- Instrução escrita A
Responda com base no texto sobre o teto de gastos:
(i) Segundo o FMI, qual foi o gasto primário dos três níveis de governo no Brasil em 2019, em percentual do PIB?
(ii) Em que ano o teto foi criado?
(iii) Quanto os parlamentares têm em emendas?

- Trecho do texto
*****
Importante alertar para argumentos tortos, que usualmente frequentam esse debate.

Afirma-se que o teto estaria asfixiando o orçamento e o gasto estaria no osso, não havendo onde cortar.

Paulo Guedes, de terno e gravata pretos e camisa branca, usando óculos, aponta para cima com o dedo indicador direito, em frente a um fundo azul
O ministro da economia, Paulo Guedes, em entrevista no Palácio do Planalto, em Brasília - Pedro Ladeira - 25.jan.2022/Folhapress

Difícil acreditar nisso vendo procuradores federais dividirem entre si quase meio milhão de reais que "sobraram no orçamento". Funcionários de estatais ganham salários de executivos com pacotes de benefícios invejáveis. Parlamentares têm R$ 36 bilhões de emendas no bolso. Partidos políticos gozam do maior financiamento público do mundo.

O FMI aponta gasto primário dos três níveis de governo no Brasil, em 2019, de 40% do PIB. Estamos abaixo da pródiga Grécia (45% do PIB), mas muito acima dos emergentes como Rússia (34,5%), Turquia (33,5%), Costa Rica (25,4%) ou México (18,3%). Nem de perto nosso gasto público chegou no fundo do poço.

Outro argumento é que o pobre foi excluído do orçamento. Não parece correto: o principal programa social do país acaba de ter a sua verba quase triplicada. Voltando aos dados do FMI: o Brasil gastou, em 2019, 18% do PIB com previdência, assistência e proteção ao trabalhador. Acima de nós, só os europeus ricos. Nossos pares emergentes estão entre 5% e 13%.

A política social chega aos pobres, mas também atende não pobres. Criam-se novos programas sem extinguir os antigos, que são antiquados, caros e com baixa capacidade de reduzir a pobreza.

Aí, realmente, não há dinheiro que chegue. É enorme a resistência para, de um lado, reformar programas e, de outro, cortar privilégios. Daí faltam recursos para novas prioridades que vão surgindo. Mas isso é muito diferente de dizer que o gasto público está no osso ou que os pobres são ignorados.

Há os que dizem que o teto está sufocando o investimento público. Mas o teto foi criado em 2016 e o investimento vem caindo desde os anos 1990. Cai porque há preferência política por popularidade de curto prazo, mediante aumentos ao funcionalismo e de benefícios sociais, jogando para segundo plano o investimento, que só traz retorno de longo prazo.

No começo da década passada, por exemplo, o governo federal facilitou o endividamento dos estados para que eles aumentassem o investimento. E o que eles fizeram foi usar o dinheiro para financiar mais gasto de pessoal.
*****
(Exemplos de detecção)
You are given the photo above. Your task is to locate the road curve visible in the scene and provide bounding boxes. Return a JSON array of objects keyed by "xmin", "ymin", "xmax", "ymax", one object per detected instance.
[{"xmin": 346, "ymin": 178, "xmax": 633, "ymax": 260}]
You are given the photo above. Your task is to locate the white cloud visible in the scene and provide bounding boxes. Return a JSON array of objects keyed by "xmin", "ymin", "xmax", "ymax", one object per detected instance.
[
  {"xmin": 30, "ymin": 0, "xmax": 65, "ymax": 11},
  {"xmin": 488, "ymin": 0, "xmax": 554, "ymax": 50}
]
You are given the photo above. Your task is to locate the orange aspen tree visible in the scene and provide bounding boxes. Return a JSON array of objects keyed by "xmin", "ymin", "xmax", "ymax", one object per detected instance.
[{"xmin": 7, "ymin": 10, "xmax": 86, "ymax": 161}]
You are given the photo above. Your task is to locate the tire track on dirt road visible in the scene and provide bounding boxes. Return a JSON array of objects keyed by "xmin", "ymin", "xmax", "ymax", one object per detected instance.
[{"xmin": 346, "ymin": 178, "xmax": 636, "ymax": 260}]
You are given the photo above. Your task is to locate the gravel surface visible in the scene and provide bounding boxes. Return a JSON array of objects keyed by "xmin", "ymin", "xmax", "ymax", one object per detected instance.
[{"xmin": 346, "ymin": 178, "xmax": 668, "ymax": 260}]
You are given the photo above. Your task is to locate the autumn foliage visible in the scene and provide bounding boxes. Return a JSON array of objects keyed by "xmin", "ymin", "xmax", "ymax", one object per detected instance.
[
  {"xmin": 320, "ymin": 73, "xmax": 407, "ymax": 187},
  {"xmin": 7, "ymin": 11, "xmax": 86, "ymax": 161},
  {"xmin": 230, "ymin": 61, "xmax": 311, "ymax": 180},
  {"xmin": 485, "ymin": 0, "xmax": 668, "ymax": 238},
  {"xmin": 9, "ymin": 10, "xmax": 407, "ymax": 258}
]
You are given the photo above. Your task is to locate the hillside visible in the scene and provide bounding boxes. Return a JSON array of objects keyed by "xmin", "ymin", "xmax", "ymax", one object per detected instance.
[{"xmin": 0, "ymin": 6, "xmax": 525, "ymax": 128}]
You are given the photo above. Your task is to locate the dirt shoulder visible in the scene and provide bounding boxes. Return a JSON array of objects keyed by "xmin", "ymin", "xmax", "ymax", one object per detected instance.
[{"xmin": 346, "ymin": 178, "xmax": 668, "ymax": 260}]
*****
- Instrução escrita B
Nos registros, troque "photo" por "image" da linha que contém "locate the gravel" até o fim dos registros, inclusive. Reescreva apenas essas linhas, sem nenhuma outra alteração.

- Resposta A
(i) 40% do PIB.
(ii) Em 2016.
(iii) R$ 36 bilhões.

- Resposta B
You are given the image above. Your task is to locate the gravel surface visible in the scene and provide bounding boxes. Return a JSON array of objects keyed by "xmin", "ymin", "xmax", "ymax", one object per detected instance.
[{"xmin": 346, "ymin": 178, "xmax": 668, "ymax": 260}]
You are given the image above. Your task is to locate the autumn foliage visible in the scene and provide bounding boxes. Return a JSON array of objects keyed by "xmin", "ymin", "xmax", "ymax", one object per detected instance.
[
  {"xmin": 320, "ymin": 73, "xmax": 407, "ymax": 187},
  {"xmin": 7, "ymin": 11, "xmax": 86, "ymax": 161},
  {"xmin": 230, "ymin": 61, "xmax": 311, "ymax": 180},
  {"xmin": 485, "ymin": 0, "xmax": 668, "ymax": 238},
  {"xmin": 9, "ymin": 10, "xmax": 407, "ymax": 258}
]
You are given the image above. Your task is to locate the hillside visible in the scene and provide bounding boxes. Return a JSON array of objects keyed by "xmin", "ymin", "xmax", "ymax", one object per detected instance.
[{"xmin": 0, "ymin": 6, "xmax": 525, "ymax": 128}]
You are given the image above. Your task is to locate the dirt shoulder visible in the scene and provide bounding boxes. Return a JSON array of objects keyed by "xmin", "ymin", "xmax", "ymax", one object per detected instance.
[{"xmin": 346, "ymin": 178, "xmax": 668, "ymax": 260}]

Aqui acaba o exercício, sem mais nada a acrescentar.